● Task requirements:
1/ Answer these questions about the movie thread:
(a) Whose loss for Director was the only surprise to the first poster?
(b) Which award did Interstellar win?
(c) Which film was a poster's favorite but received nothing?
2/ In the movie thread, why is one poster glad that Interstellar won the visual effects award?

Movie Thread

Oscars left me very ehhh. Most things that were supposed to win did. Only shock to me was Linklater not winning Director, but the trends for that started after SAG

I guess Selma couldn't be shut out of the Oscars for fear from the PC crowd, but damn did Everything is Awesome deserve to win. In 5 years no one will remember Glory, everyone will still remember Everything is Awesome.

I'm glad Interstellar won the visual effects. Would have for sure been the biggest academy snub. I mean Interstellar should have been up for way more. But visually it's one of the best movies I've ever seen, and unlike say Gravity, it actually was rooted in reality.
 
thankfully Boyhood and American Sniper didn't really win ****

personified meh imo
 
One of my favorite movies was Foxcatcher and it didn't get anything, which is a shame.
 
Happy to see Birdman do so well. Wanted to see Keaton win best actor. Regardless, I hope the success of this film gets him back out there in some major roles.
 
Happy to see Birdman do so well. Wanted to see Keaton win best actor. Regardless, I hope the success of this film gets him back out there in some major roles.

Object pointing dataset lines
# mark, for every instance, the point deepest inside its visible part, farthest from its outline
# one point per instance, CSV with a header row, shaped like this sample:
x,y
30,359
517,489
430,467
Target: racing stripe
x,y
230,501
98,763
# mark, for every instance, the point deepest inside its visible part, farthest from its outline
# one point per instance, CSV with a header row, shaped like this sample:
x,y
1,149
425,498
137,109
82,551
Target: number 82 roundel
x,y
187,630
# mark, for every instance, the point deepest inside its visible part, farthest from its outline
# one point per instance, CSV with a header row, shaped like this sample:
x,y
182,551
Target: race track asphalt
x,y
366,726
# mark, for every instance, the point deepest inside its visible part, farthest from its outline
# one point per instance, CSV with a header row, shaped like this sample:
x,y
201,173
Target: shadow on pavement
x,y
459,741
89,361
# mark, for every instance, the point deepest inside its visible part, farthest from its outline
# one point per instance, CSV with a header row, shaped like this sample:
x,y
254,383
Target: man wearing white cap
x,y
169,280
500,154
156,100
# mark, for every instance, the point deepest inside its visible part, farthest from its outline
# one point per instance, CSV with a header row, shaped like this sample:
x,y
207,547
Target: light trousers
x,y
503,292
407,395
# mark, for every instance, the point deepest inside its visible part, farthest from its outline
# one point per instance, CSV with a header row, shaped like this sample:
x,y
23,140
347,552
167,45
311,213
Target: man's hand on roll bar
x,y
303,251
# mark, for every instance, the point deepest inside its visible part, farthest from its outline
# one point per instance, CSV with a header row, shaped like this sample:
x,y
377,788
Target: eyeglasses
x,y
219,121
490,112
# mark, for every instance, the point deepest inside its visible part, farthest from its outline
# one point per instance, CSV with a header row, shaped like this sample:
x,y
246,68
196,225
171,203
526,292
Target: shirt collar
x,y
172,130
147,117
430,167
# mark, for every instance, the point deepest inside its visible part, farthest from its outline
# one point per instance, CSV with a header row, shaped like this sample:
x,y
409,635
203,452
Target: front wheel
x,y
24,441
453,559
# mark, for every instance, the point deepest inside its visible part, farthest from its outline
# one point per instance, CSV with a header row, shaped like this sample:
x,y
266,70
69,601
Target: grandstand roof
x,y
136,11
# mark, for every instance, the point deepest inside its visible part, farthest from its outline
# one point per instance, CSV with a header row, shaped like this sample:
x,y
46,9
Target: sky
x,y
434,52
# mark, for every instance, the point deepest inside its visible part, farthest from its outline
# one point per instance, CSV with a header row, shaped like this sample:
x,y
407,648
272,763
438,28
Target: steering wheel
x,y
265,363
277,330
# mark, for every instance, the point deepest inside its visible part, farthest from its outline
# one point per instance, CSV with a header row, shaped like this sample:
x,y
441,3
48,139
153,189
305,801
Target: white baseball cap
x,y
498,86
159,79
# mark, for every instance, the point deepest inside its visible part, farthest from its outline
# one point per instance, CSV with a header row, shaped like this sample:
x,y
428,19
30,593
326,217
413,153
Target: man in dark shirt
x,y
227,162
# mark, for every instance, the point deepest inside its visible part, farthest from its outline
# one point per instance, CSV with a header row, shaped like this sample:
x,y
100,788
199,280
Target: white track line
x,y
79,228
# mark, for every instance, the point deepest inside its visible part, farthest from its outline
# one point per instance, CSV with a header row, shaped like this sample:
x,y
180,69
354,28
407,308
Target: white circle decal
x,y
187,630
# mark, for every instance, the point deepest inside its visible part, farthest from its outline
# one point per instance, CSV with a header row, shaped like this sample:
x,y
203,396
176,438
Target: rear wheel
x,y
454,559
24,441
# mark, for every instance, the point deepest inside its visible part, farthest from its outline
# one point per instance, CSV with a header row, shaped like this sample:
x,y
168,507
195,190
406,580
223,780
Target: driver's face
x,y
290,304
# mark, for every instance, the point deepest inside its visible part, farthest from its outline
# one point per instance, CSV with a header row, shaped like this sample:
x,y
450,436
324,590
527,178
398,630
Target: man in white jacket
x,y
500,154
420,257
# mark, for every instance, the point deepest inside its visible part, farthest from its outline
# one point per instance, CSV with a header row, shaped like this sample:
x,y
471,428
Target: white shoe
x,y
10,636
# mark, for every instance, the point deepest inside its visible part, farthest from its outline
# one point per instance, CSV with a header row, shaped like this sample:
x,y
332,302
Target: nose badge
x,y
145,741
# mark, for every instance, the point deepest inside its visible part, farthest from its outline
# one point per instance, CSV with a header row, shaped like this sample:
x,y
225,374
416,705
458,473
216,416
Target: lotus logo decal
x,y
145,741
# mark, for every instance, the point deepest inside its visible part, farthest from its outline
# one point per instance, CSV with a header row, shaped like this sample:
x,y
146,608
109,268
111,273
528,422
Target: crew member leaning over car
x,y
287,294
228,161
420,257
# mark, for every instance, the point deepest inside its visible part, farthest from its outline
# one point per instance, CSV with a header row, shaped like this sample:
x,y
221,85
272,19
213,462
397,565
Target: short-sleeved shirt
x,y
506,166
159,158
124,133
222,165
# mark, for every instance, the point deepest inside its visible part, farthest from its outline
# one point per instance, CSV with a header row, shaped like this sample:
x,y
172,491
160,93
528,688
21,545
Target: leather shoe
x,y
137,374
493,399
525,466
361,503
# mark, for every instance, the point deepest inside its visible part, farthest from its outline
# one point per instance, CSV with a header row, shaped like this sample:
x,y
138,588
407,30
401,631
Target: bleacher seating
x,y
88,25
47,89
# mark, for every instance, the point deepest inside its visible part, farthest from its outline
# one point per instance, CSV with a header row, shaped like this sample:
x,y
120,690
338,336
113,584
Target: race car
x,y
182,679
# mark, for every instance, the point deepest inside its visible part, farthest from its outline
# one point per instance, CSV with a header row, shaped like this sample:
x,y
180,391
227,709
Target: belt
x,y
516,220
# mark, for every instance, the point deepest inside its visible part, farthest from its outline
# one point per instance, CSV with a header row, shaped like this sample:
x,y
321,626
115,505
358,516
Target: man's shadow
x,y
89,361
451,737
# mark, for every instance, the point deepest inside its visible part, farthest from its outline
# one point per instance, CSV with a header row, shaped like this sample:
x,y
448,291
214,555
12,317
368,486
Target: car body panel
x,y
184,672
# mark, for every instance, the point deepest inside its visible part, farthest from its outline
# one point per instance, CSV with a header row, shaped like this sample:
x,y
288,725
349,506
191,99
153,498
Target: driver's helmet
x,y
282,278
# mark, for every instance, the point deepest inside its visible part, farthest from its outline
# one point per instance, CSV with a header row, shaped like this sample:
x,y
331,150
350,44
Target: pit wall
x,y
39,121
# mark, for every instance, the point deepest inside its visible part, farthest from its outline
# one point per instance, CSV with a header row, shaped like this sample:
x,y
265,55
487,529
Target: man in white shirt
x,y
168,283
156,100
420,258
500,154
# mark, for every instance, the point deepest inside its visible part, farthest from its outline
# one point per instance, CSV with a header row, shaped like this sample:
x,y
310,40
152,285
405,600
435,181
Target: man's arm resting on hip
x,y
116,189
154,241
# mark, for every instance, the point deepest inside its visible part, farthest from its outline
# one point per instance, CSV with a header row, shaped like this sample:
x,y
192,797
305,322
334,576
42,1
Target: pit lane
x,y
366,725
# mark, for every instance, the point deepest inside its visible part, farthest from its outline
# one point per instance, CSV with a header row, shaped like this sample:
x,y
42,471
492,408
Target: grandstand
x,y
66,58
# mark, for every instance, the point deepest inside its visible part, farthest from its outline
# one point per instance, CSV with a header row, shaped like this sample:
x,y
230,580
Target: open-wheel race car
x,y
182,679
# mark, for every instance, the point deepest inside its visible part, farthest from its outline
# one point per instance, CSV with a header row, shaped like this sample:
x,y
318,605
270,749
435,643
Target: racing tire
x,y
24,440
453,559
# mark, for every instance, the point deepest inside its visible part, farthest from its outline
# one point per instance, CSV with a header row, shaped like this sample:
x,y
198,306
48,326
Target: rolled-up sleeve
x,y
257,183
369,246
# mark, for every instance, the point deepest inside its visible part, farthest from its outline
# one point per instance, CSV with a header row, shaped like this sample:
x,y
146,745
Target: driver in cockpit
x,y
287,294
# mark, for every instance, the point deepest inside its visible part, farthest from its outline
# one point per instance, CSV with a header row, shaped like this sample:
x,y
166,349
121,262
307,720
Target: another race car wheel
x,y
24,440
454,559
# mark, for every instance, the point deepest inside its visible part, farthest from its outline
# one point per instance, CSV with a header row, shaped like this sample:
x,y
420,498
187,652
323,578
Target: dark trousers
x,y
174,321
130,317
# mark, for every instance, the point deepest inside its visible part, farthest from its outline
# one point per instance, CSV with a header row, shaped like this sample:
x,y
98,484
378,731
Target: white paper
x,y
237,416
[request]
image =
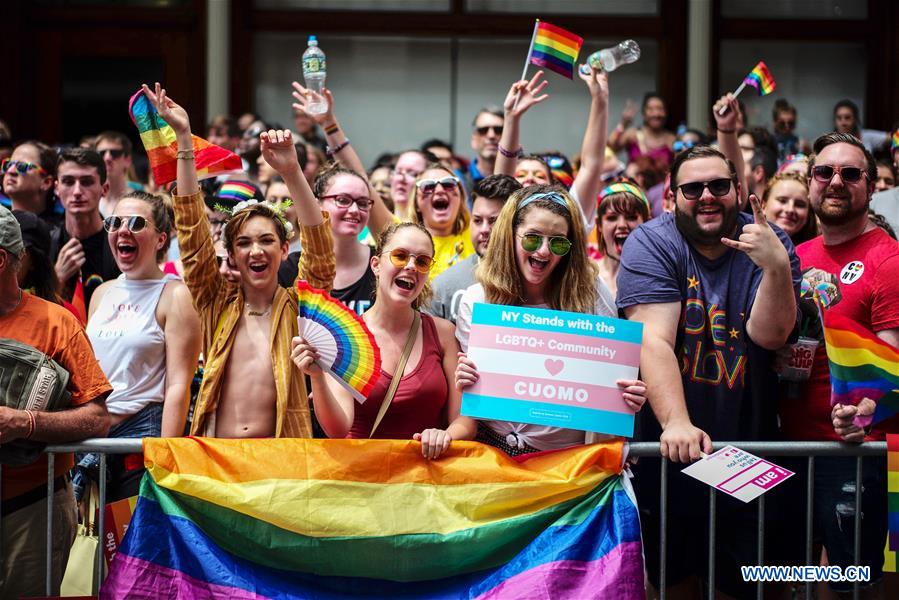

● Answers by task:
1/
(a) Linklater's.
(b) Visual effects.
(c) Foxcatcher.

2/ The poster thinks that leaving Interstellar without that award would have been the academy's biggest snub. The poster also calls it one of the best-looking movies they have ever seen and says that, unlike Gravity, it was rooted in reality.